### Work order 1
List each pair of things that the Isaiah quotation in the post sets against each other.
### Work order 2
Answer these questions using the post:
(a) What date appears at the top?
(b) What does the writer say the video was posted as?
(c) Who is quoted as saying "God is God and I am not"?
### Work order 3
Transcribe the stretch of the post from "God is not human." through "got the point.".

── Excerpted passage ──

Sunday, June 13, 2010

Sovereignty Series - Reality Check


I hope you enjoyed that. For some reason I can't size it properly, but I think you got the picture...

As I begin this new series, I have to start here. There is a truth about God that if we don't get it, then we will not have the solid foundation that is necessary to study a theology as deep as sovereignty and election. So here it is:

God is not human.

Let me put it another way:

He's different from us.

How about I quote some scripture?

"For My thoughts are not your thoughts, nor are your ways My ways," declares the Lord. "For as the heavens are higher than the earth, so are My ways higher than your ways and My thoughts than your thoughts." Isaiah 55:8,9

There has to be an understanding between God and man that God has a greater mind than the mind of man. I posted this video as a visual of how high the heavens are...indescribable, really. And the fact that God uses the height of the heavens as a comparison of the difference between His mind and ours is pretty humbling, to say the least. When these words were penned, there was no Hubble telescope either, but I think His readers got the point.

To quote Steven Curtis Chapman, "God is God and I am not."

───
── Data extract ──

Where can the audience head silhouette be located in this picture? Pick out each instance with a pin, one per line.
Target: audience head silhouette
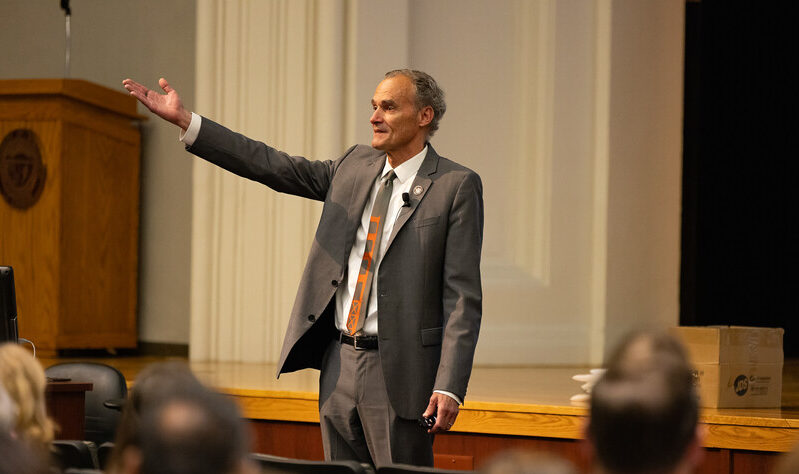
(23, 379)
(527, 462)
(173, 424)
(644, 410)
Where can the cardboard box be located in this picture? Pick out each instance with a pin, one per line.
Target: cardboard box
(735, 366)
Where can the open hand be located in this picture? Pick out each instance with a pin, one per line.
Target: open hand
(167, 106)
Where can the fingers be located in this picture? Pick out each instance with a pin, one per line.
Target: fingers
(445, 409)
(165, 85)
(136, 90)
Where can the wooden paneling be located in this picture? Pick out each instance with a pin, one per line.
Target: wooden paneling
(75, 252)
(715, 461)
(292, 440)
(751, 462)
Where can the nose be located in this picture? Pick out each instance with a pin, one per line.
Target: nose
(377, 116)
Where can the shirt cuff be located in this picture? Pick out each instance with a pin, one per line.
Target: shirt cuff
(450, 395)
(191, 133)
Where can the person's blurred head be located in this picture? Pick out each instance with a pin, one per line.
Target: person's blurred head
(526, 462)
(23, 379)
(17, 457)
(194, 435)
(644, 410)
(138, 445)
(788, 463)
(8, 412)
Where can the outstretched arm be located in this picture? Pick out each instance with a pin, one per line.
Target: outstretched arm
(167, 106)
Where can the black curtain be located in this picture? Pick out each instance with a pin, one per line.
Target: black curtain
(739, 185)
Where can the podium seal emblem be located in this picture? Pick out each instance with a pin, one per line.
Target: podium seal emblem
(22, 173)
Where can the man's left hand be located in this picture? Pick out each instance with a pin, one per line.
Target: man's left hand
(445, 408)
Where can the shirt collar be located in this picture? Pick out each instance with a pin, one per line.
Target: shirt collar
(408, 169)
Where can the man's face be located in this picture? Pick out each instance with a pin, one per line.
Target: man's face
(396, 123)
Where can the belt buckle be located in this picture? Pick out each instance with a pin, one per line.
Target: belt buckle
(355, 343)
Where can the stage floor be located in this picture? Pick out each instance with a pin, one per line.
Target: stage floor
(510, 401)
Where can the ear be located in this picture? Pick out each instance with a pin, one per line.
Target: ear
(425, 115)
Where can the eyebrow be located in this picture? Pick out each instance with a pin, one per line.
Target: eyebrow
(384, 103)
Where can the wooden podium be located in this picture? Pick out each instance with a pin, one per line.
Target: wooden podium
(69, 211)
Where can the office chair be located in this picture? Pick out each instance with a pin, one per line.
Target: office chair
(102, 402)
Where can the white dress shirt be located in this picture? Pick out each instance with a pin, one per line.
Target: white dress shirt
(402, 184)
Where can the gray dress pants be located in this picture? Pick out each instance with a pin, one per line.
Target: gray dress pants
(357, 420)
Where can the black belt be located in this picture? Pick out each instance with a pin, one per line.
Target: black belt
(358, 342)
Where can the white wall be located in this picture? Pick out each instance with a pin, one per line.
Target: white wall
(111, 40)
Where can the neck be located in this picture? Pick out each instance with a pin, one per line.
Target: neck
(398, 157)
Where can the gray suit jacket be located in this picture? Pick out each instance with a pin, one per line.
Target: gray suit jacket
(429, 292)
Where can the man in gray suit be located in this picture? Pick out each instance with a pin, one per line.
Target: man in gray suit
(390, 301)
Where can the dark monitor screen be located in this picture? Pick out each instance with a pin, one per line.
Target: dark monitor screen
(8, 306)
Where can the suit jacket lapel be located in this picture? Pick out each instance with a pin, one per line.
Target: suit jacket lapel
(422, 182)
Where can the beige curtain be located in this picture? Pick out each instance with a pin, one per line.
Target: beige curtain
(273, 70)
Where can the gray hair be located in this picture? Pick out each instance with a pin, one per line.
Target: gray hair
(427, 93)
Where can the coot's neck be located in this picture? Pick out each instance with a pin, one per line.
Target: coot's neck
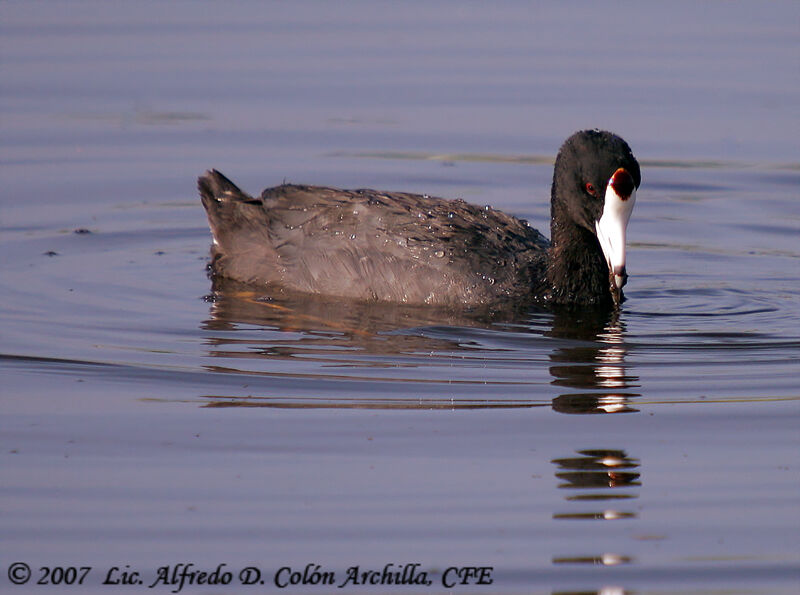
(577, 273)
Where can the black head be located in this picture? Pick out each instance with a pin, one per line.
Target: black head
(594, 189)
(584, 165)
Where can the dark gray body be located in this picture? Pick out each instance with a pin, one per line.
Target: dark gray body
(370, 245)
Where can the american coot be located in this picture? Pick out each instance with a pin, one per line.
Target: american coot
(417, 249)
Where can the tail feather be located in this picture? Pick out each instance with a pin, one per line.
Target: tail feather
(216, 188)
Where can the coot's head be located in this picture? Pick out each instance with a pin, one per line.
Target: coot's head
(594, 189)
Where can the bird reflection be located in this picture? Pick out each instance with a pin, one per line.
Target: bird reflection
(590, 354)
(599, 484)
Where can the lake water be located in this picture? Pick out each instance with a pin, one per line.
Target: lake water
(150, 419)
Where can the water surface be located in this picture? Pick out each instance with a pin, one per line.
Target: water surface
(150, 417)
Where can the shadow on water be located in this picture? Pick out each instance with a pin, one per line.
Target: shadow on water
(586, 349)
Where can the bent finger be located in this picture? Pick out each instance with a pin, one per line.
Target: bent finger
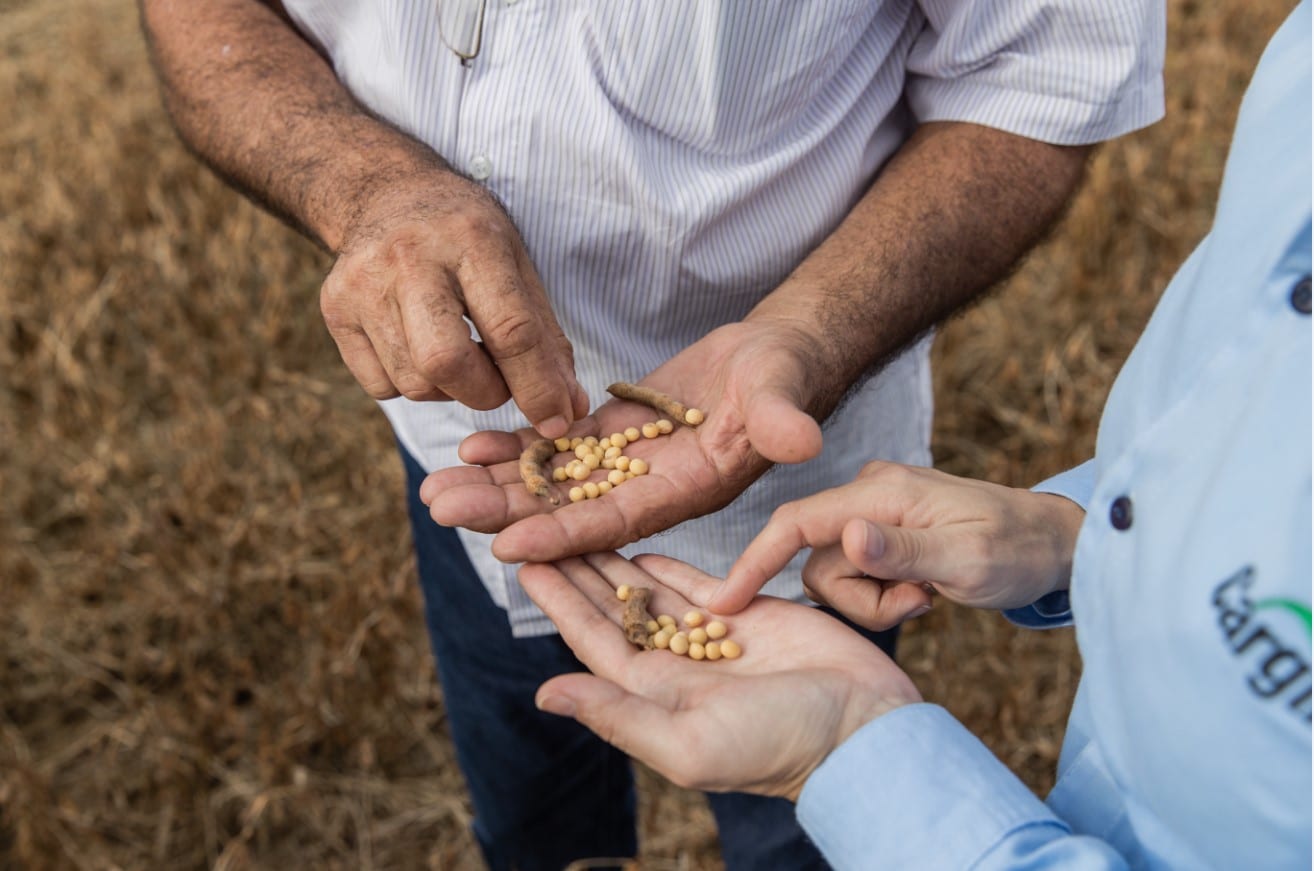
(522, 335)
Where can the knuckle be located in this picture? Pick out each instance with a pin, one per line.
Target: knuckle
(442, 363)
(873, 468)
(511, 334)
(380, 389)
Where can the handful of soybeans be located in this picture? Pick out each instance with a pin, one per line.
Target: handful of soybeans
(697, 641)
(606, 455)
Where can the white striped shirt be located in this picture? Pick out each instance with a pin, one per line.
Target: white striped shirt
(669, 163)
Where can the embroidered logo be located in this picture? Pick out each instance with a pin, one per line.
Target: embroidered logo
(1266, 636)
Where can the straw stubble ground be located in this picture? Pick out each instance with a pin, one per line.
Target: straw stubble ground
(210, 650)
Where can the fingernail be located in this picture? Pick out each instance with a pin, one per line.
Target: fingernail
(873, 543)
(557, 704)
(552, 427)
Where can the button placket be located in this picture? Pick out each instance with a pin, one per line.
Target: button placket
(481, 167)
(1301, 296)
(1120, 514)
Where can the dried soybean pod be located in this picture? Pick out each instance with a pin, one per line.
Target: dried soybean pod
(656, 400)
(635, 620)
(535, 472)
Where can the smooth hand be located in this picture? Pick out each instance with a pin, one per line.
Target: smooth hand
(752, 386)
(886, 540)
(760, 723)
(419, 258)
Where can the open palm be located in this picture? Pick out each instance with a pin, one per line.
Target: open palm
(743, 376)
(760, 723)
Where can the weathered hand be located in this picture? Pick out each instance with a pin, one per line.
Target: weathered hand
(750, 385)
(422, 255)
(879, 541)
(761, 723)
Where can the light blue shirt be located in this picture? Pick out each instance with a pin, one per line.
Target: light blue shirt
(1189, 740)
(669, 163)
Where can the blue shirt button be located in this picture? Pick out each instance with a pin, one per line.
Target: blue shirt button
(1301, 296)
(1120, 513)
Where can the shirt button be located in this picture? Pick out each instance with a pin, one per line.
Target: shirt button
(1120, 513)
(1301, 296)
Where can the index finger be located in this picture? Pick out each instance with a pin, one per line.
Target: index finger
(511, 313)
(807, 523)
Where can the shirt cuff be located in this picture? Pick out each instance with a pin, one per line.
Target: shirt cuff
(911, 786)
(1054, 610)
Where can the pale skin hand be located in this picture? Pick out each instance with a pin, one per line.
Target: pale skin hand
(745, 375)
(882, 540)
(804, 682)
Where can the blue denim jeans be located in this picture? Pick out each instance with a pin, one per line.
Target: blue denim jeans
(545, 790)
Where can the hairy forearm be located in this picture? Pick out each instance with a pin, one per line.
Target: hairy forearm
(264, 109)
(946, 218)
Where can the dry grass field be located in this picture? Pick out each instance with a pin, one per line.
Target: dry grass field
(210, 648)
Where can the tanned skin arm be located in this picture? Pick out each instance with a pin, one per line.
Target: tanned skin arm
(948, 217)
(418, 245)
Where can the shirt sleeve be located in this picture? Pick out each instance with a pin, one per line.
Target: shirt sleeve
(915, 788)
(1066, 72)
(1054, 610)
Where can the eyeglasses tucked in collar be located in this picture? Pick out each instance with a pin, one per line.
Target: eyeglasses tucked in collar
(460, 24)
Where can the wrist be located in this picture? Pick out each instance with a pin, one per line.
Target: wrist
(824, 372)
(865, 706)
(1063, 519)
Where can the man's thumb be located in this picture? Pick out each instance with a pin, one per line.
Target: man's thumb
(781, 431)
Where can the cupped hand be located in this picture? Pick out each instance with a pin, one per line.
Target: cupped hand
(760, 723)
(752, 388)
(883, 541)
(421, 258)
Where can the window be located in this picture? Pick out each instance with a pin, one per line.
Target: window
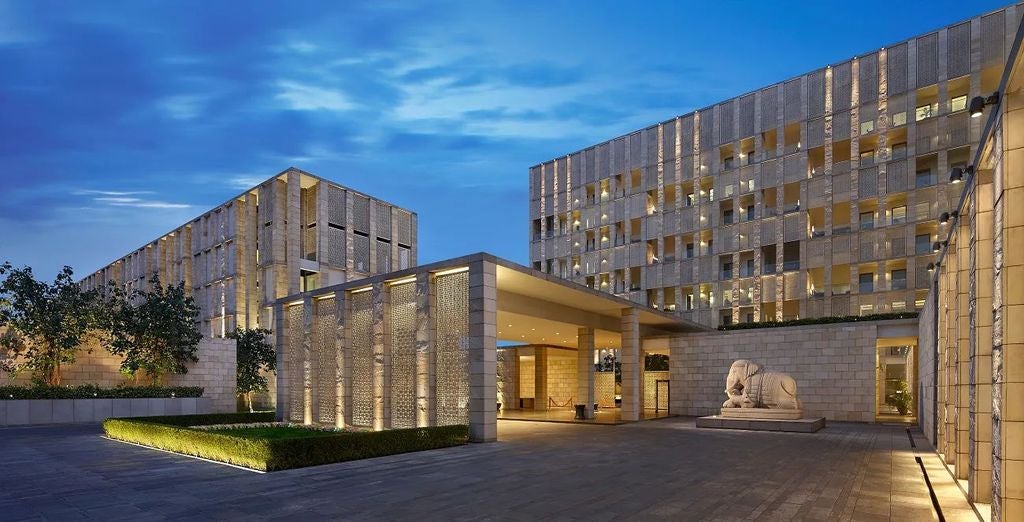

───

### Response area 1
My thoughts and your thoughts
My ways and your ways
the heavens and the earth

### Response area 2
(a) Sunday, June 13, 2010
(b) A visual of how high the heavens are
(c) Steven Curtis Chapman

### Response area 3
God is not human.

Let me put it another way:

He's different from us.

How about I quote some scripture?

"For My thoughts are not your thoughts, nor are your ways My ways," declares the Lord. "For as the heavens are higher than the earth, so are My ways higher than your ways and My thoughts than your thoughts." Isaiah 55:8,9

There has to be an understanding between God and man that God has a greater mind than the mind of man. I posted this video as a visual of how high the heavens are...indescribable, really. And the fact that God uses the height of the heavens as a comparison of the difference between His mind and ours is pretty humbling, to say the least. When these words were penned, there was no Hubble telescope either, but I think His readers got the point.